Data for this task:

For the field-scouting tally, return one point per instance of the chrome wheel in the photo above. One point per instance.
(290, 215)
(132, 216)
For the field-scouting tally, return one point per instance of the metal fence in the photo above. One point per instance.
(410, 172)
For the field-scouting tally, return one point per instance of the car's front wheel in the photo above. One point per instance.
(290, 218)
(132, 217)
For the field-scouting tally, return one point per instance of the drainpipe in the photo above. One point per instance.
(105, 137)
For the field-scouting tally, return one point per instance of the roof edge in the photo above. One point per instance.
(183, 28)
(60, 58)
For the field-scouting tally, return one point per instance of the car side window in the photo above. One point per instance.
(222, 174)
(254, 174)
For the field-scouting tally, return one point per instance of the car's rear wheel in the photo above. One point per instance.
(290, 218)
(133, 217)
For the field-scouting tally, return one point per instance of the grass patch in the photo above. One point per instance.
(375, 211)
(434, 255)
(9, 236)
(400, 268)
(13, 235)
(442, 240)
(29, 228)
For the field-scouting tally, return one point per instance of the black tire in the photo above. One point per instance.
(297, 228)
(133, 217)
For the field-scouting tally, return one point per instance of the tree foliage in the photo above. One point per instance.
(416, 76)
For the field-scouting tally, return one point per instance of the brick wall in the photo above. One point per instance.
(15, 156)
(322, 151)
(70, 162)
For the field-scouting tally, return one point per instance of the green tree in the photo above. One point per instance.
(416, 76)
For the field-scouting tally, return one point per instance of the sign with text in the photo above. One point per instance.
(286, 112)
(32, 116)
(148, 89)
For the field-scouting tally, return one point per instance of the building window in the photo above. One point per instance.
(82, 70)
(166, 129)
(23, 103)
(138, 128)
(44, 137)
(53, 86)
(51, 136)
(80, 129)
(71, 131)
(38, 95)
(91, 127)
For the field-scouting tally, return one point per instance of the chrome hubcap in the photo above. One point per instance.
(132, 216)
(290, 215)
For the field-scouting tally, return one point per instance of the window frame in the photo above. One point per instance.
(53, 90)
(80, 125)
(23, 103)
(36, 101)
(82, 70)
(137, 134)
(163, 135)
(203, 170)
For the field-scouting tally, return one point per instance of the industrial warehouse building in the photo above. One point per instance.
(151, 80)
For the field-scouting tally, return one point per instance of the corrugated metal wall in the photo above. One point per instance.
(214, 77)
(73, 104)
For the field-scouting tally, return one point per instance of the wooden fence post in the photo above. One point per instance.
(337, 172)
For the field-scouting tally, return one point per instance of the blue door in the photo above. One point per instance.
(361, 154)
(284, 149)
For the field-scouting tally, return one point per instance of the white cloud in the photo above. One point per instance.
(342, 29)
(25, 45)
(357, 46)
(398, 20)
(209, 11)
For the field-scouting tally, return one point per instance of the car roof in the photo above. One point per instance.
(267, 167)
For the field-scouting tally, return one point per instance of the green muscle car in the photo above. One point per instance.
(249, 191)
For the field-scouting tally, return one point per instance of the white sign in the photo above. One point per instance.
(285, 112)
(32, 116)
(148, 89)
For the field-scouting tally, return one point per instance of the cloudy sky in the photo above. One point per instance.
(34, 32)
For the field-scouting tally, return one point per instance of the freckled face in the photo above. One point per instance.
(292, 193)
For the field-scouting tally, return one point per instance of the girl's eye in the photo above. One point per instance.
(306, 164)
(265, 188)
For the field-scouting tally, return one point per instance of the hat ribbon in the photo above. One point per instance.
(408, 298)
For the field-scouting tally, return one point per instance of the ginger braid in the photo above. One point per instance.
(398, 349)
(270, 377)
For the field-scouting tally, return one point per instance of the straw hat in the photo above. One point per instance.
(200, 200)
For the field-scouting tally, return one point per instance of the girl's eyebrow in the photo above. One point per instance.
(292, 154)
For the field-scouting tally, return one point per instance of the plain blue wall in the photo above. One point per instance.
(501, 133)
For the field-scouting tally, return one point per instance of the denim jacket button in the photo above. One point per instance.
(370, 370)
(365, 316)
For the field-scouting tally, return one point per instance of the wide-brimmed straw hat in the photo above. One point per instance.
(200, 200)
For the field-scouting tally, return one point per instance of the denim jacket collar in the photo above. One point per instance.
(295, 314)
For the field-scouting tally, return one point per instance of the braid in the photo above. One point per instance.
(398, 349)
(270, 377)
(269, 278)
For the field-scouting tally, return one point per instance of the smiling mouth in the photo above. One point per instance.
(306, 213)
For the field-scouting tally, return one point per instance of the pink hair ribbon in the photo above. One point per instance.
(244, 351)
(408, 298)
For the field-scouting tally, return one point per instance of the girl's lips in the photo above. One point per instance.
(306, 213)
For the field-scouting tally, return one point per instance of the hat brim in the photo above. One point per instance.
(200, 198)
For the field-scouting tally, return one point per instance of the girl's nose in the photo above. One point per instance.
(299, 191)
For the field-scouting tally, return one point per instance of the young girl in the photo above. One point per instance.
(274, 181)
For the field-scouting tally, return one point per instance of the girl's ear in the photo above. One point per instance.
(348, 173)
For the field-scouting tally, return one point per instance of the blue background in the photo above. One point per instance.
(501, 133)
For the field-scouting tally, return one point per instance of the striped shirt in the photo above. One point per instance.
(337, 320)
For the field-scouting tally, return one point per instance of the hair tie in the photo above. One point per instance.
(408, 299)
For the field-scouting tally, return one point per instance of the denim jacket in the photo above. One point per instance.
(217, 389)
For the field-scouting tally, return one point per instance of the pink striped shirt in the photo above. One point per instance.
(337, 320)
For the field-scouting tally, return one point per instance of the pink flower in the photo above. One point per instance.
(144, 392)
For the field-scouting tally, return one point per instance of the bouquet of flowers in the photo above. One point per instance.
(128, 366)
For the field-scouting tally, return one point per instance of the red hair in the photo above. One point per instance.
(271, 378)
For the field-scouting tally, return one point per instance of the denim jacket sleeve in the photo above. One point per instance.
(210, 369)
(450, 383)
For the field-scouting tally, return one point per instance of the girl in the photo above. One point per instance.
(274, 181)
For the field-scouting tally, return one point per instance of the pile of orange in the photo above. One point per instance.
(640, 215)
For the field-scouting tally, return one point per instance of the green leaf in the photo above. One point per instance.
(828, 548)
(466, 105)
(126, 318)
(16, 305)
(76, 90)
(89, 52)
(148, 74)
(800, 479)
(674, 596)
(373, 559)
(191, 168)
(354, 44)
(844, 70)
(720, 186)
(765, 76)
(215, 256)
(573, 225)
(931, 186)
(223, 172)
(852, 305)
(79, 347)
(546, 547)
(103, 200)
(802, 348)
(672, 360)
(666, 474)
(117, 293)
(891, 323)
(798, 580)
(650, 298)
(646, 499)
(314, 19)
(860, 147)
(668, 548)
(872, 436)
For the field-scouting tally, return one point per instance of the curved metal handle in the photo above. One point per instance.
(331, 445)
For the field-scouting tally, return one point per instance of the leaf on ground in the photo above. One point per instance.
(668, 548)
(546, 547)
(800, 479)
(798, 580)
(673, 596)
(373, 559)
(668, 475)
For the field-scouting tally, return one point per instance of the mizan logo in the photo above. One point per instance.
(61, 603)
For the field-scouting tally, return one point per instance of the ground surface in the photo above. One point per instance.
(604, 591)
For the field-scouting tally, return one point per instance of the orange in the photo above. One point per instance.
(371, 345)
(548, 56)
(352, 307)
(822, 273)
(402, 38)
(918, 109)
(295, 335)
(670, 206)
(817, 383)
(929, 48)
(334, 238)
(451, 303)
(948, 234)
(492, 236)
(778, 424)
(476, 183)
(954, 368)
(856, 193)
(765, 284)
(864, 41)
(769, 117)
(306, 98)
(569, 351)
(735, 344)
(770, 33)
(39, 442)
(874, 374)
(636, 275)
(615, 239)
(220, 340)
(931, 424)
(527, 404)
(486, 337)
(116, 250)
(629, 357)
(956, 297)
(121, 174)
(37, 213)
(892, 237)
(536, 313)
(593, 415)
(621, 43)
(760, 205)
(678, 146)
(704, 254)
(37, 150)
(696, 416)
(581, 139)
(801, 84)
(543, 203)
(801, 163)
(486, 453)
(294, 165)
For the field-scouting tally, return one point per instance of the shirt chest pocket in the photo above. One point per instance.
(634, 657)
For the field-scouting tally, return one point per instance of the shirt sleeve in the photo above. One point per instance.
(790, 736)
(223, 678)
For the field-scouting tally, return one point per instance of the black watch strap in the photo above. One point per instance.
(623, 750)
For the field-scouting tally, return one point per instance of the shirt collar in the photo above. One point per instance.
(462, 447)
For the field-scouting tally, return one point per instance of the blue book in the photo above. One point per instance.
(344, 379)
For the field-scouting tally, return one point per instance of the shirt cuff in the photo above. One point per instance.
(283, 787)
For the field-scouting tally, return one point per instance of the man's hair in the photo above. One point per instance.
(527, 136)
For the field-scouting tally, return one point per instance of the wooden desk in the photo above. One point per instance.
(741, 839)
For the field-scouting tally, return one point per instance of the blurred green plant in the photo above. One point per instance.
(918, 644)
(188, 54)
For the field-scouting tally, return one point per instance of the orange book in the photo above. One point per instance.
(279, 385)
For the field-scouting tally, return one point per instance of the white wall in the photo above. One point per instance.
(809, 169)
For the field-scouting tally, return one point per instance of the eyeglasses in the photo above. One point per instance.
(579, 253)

What the task requires: Write out again, exactly, the lines from the one holding "of the man's" through the end of the listing, with both ends included.

Written answer:
For the field-scouting tally, return one point per instance of the man's hair in the photo above. One point per instance.
(527, 136)
For the field-scouting tally, return one point per instance of the wooden desk in the photo above. One point per instance.
(741, 839)
For the field-scouting tally, return one point per instance of the blurred green plant in the photo above. One point per instance.
(918, 644)
(188, 54)
For the field-scouting tally, return one point per instance of the orange book in the photo above. One point per instance.
(279, 385)
For the field-scouting tally, return one point per instance of the white wall in the photo above. One point per instance.
(809, 169)
For the field-scouting tally, return one point per instance of the eyeglasses in the photo above. One point per instance.
(579, 253)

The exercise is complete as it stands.